Aim of the task:
Report how many lines in the following entries contain "blurred". Nothing else should be given.

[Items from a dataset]
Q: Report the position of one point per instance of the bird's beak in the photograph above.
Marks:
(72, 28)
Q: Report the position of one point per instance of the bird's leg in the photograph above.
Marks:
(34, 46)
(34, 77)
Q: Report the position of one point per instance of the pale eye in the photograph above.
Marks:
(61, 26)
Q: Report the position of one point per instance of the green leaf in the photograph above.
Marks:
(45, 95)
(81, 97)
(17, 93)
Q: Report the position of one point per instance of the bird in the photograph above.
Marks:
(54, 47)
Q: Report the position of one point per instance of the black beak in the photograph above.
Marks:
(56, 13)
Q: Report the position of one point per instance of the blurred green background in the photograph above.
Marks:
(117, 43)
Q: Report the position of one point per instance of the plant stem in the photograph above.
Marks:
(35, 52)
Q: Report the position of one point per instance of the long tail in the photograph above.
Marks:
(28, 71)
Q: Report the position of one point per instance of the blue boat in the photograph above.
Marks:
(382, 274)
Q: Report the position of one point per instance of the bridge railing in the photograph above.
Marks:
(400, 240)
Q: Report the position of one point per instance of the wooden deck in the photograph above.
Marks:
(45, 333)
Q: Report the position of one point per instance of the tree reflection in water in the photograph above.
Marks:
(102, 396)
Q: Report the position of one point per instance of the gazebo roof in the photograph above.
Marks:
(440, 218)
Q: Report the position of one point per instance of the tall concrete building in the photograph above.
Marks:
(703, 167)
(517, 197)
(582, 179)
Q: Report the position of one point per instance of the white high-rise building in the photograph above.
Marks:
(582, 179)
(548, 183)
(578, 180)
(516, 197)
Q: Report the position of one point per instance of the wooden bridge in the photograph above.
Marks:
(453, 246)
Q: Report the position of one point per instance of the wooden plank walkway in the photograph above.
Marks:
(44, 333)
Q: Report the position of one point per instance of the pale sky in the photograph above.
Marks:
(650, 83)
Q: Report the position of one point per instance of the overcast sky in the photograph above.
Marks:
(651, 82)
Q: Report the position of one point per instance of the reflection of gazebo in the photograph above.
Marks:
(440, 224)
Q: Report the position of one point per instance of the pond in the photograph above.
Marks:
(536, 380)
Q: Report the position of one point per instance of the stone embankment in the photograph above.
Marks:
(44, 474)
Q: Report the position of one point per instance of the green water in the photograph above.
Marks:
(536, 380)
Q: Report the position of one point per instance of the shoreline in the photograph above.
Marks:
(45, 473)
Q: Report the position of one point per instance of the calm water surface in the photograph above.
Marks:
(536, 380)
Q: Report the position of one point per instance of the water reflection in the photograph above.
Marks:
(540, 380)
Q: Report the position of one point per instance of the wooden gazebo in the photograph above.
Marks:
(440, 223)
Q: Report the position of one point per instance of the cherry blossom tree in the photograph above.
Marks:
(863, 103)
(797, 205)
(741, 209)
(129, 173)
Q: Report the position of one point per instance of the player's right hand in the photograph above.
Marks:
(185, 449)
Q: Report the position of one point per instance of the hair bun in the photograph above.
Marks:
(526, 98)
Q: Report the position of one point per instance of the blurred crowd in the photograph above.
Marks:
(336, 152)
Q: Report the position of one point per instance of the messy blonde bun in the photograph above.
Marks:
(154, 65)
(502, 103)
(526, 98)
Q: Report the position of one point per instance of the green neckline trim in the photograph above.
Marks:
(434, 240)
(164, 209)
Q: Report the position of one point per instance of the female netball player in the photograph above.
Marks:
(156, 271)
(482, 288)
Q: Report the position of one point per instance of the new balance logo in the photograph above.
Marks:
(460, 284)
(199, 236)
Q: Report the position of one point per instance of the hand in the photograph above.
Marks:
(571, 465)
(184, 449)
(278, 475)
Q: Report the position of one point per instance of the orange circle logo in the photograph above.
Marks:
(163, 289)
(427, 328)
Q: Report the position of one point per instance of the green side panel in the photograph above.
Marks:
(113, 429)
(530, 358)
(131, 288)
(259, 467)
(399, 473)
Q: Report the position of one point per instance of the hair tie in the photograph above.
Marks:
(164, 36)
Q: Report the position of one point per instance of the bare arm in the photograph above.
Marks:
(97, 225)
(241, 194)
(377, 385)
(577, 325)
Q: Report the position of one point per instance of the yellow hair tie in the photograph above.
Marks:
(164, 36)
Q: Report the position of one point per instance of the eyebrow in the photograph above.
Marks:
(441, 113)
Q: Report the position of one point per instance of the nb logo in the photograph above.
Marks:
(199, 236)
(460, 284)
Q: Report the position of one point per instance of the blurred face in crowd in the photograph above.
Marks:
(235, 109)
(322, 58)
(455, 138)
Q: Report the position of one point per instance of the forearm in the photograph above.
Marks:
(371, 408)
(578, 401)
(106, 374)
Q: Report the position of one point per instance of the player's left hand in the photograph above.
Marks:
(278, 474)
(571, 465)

Answer to the exercise:
3